• **Text block**
There are currently two hull models of the Boston Whaler. The smaller of these, 13 feet 3 inches long, with a 5-foot 3-inch beam, weighs a mere 250 pounds and has a pay load of 1,200 pounds. In more human terms, it will carry six fair-weather fishermen complete with bait and beer, or four frog-footed, lead-weighted, tank-heavy scuba divers. With such a load in a heavy chop an orthodox hull of comparable dimensions wallows and may swamp or capsize. The Whaler simply settles down a couple of inches deeper in the slop and carries on.
As with many items of enduring quality, the Whaler is a New England product. It is built in a nondescript, modern Easter-egg-pink factory in Rockland, Mass., some dozen miles removed from the sea. There is no sign, either large or small, on or near the building proclaiming that the Fisher-Pierce Company makes Boston Whalers inside. For all the passing public knows, the pink plant could contain an assembly line of lawn sprinklers or a colony of Trappist monks.
Like the Whaler itself, the Yankee austerity of its manufacture is a reflection of Richard T. Fisher, president and chief worrier of the Fisher-Pierce Company. In an age distinguished by verbose hucksterism, Fisher talks only when he has something to say, which is occasionally a good deal. He often starts his phone talks, "Since it's my dime, I'll give you my ideas, then I'd like to have yours."

• **Record list**
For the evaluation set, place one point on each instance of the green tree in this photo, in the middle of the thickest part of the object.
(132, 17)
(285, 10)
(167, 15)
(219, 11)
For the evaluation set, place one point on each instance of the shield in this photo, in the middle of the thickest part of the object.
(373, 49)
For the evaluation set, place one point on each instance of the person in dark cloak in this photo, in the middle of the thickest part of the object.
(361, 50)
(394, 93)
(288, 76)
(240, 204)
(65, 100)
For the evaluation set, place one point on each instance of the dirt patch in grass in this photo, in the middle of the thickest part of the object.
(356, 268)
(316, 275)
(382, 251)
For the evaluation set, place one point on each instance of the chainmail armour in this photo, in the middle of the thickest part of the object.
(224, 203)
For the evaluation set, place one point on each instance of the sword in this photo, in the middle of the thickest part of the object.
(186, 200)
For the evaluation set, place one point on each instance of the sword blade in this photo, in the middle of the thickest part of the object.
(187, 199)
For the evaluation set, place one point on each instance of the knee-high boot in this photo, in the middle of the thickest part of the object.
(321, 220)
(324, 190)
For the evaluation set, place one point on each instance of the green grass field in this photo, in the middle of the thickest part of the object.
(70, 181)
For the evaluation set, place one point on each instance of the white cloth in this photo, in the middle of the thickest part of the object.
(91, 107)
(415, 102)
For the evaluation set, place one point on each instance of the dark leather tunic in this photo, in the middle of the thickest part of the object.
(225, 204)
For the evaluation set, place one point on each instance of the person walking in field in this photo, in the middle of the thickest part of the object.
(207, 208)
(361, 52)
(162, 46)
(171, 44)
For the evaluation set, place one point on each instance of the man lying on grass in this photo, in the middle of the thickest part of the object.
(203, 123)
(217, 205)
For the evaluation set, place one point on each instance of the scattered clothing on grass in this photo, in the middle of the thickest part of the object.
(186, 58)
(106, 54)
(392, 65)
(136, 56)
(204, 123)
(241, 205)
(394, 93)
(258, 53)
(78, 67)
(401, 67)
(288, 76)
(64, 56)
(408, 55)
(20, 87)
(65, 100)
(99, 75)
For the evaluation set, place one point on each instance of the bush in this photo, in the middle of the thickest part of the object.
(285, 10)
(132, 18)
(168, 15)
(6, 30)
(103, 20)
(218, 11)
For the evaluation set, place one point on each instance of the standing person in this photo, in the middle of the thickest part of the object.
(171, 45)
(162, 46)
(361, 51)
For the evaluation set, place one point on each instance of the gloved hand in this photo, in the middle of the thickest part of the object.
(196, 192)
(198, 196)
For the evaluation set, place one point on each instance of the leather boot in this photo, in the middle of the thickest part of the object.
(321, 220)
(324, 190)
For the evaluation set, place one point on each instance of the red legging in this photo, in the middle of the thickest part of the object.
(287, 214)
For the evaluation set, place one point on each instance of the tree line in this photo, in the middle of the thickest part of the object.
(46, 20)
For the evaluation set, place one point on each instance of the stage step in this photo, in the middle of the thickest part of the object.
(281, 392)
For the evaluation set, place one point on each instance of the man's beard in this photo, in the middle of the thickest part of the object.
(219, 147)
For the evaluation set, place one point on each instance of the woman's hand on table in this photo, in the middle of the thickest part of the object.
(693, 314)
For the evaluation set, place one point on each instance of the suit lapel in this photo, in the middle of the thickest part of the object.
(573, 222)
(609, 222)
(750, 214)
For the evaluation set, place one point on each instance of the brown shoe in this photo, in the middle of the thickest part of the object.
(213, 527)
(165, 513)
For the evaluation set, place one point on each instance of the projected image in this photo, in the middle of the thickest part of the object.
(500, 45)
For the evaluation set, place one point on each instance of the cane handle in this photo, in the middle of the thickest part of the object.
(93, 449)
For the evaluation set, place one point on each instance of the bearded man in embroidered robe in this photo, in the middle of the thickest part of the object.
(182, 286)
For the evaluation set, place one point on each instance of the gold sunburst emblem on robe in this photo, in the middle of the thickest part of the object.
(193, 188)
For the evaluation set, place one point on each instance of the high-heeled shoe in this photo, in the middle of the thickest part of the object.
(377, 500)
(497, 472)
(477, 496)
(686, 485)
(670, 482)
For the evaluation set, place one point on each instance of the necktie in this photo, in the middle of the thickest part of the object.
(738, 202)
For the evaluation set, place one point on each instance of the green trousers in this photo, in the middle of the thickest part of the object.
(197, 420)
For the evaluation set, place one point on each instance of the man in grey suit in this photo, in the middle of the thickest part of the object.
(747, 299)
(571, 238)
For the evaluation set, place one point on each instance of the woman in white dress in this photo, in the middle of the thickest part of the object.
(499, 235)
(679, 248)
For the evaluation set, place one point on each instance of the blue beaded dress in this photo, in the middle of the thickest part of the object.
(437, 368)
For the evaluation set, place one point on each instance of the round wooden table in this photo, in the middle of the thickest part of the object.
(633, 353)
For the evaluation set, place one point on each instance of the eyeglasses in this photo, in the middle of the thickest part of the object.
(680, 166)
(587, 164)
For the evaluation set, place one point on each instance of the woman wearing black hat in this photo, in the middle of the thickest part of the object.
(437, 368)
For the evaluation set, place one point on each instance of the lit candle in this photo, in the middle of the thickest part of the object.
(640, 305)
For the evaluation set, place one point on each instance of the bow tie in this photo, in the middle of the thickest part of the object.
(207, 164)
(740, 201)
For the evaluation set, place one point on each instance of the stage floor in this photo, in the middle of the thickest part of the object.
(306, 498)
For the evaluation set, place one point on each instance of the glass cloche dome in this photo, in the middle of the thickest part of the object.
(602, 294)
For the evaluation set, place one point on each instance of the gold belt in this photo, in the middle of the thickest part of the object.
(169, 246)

• **Exercise set**
a: List each measurement the Boston Whaler passage gives for the smaller hull model, with what it measures.
b: Gather every line of the records that contains the word "person". Case counts.

• **Task results**
a:
- Length: 13 feet 3 inches
- Beam: 5 feet 3 inches
- Weight: 250 pounds
- Payload: 1,200 pounds

b:
For the evaluation set, place one point on each instance of the person in dark cloak in this photo, in the middle of the thickest part of the object.
For the evaluation set, place one point on each instance of the person walking in field in this photo, in the middle of the thickest part of the object.
For the evaluation set, place one point on each instance of the standing person in this photo, in the middle of the thickest part of the object.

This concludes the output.